*TAREA*.
Continúa, por favor, el relato en prosa sobre el llanto contenido y el joven que pedía en la acera, a partir de su última frase.

Fue un clímax puntual, el extremo visible de un gran depósito de emociones guardado a presión en mi interior. Hacía tiempo que sentía una gran necesidad de llorar. Ganas de encontrar un momento, unas condiciones favorecedoras de tiempo y espacio, para llorar y llorar. Para deshacerme en lágrimas, para licuarme y vaciar ese enorme almacén que me ahogaba. Llevaba mucha vida escondiendo esa parte sepultada bajo máscaras y poses, esa parte que se sostiene solo por la presencia de una gran resistencia aprendida día a día desde que yo recuerdo conocer el mundo.
Estaba cansado de tanto aguantar.
Dios te bendiga. Esas tres palabras rompieron algo dentro de mí. Un simple “gracias” no hubiera tenido trascendencia. Pero mi estado de ánimo, la juventud del que pedía, la foto de la niña, la mirada y ese deseo de bendición, para mí, por dios…
Hacía frío y niebla. Una atmósfera urbana inhóspita y dura.
Un grandísimo peso se apoyó en mi espalda. Me sentí desfallecido, agotado, hundido. Toda la gran tragedia del mundo reposaba en esa mirada, en esas tres palabras, en ese frío, en los faros de los automóviles que perforaban la niebla, en los seres anónimos que pasaban a mi lado sobre la acera húmeda como fantasmas huidizos.
Sin despreciar otras razones todo se escondía en la magnitud de mi corazón saturado de llanto. Mi corazón, mi pobre corazón tan sometido a vaivenes que ha aprendido a seguir caminando como los borrachos vacilantes. Mi corazón lleno de recuerdos y de emociones, que comienza ya a envejecer y con los años a tener un archivo poderoso con miles de historias perdidas en el tiempo que hablan de nombres, fechas, rostros, alegrías y penas, trabajos enredados en ese fango en el que las piernas se sumergen y cuesta lo indecible el caminar.
Estallidos de luz, sombras, voces, silencios… todo en un revoltijo espeso en donde se juntan los más variados y diferentes sentimientos hasta que sólo queda una madeja espesa, un magma viscoso que se adhiere al alma y no la deja respirar.
Y me fui calle adelante envuelto en el dolor más antiguo del hombre. La propia marca del ser humano que no sabe, ni sabrá nunca, qué diablos es, qué materia es la nuestra, qué objeto somos, qué burla más atroz del cosmos nos ha encerrado en esta esfera forrada de aire para vivir una cruel experiencia biológica que ya va durando millones de años.
Demasiados para tratarse de una broma, una pesada broma.
Atrás quedó el joven de la cajita de cartón con la foto de su niña, su mirada digna e implorante, su fracaso vital —que es nuestro fracaso colectivo— sobre la acera húmeda, entre la niebla, rodeado de seres impasibles que pasaban a su lado, totalmente indiferentes tanto a su petición como a su existencia.

*ENTRADAS*.
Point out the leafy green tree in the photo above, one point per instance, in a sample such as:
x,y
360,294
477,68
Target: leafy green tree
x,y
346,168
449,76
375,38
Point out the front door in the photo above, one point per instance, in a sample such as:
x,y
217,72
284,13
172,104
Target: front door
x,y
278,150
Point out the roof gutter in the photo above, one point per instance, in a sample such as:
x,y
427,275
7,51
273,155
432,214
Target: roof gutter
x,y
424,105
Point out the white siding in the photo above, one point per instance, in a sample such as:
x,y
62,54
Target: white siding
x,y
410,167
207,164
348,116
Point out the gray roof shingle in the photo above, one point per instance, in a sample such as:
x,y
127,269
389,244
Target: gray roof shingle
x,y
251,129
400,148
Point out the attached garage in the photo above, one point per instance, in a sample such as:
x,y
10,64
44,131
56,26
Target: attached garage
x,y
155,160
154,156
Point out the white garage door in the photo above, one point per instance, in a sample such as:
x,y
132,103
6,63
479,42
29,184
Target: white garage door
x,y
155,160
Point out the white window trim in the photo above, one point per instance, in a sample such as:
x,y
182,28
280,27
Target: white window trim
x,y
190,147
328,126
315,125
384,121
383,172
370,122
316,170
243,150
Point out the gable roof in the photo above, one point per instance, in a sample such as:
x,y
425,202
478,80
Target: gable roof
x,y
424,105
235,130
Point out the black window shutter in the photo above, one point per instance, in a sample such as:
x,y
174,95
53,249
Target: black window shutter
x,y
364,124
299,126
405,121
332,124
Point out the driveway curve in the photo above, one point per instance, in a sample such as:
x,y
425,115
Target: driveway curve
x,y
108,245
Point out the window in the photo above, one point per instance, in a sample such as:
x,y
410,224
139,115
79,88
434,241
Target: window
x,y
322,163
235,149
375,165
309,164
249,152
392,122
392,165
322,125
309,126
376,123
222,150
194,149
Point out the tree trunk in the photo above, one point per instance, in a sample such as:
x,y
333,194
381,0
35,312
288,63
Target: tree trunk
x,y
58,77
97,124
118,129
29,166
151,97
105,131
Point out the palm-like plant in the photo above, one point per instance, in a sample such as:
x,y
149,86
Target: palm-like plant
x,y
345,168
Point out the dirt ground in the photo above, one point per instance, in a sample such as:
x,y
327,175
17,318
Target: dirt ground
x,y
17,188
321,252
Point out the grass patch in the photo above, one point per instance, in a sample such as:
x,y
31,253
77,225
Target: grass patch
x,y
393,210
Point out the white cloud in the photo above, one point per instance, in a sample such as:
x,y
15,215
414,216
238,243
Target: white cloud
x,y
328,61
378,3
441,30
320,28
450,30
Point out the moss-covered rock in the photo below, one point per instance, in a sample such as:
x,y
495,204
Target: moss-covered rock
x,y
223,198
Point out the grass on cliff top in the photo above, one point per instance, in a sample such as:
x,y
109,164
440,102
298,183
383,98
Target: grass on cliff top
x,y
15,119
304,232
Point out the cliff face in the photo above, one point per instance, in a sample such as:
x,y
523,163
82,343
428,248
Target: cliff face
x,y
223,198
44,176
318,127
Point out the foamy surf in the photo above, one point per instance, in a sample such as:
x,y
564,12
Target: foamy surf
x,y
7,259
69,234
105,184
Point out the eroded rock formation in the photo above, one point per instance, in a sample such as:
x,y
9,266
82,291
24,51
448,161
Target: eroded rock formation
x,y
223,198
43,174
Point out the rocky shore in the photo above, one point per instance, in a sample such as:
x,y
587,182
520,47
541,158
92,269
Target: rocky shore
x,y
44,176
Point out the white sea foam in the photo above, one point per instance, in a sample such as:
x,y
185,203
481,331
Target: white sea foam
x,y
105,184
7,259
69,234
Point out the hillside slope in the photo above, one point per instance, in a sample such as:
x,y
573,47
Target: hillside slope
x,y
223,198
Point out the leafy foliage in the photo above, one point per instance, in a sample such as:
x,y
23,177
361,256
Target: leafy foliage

*RESPUESTA*.
Mientras tanto, a esa misma hora, en los grandes cenáculos del mundo se preparaban las mesas que iban a ser testigos mudos de la planificación exacta del dolor. De la muerte programada en números concretos. Del principio y fin de acciones que los muy pocos volcarían sobre los muchos. El poder y la fuerza del dominador sobre el dominado.
Después de miles de años sobre la tierra, después de toda una evolución histórica que los paleontólogos explican con dibujitos de monos más o menos feos que van cambiando hacia hombres más o menos guapos, se acaba concluyendo que no ha existido ninguna evolución que no sea la meramente física. Los pequeños cambios, la gruta por el adosado, la carne de dinosaurio por el solomillo de kobe, han sido muy poco significativos. El más fuerte, el dueño de la tribu, acaba con el competidor sin ninguna piedad. La quijada de burro se ha sustituido por el AK47, el napalm, la trilita o el sarín, combinado con otros métodos tan crueles o más pero que no manchan de sangre el escenario ni dejan otras huellas del asesino inmediato que unas cifras en un apunte bancario del que nadie, al final nadie, es el responsable.
Después de miles de años, yo, ser anónimo e insignificante, en el umbral de la vejez, iba llorando, caminando entre la niebla, con esas palabras “Dios te bendiga” incrustadas en lo más profundo de mi alma.
Y el hombre joven de mirada digna y ardiente seguía sentado en el suelo, en medio de la niebla, con una cajita de cartón en la mano que contenía algunas monedas, la fotografía de una niña y un callado grito de desesperación.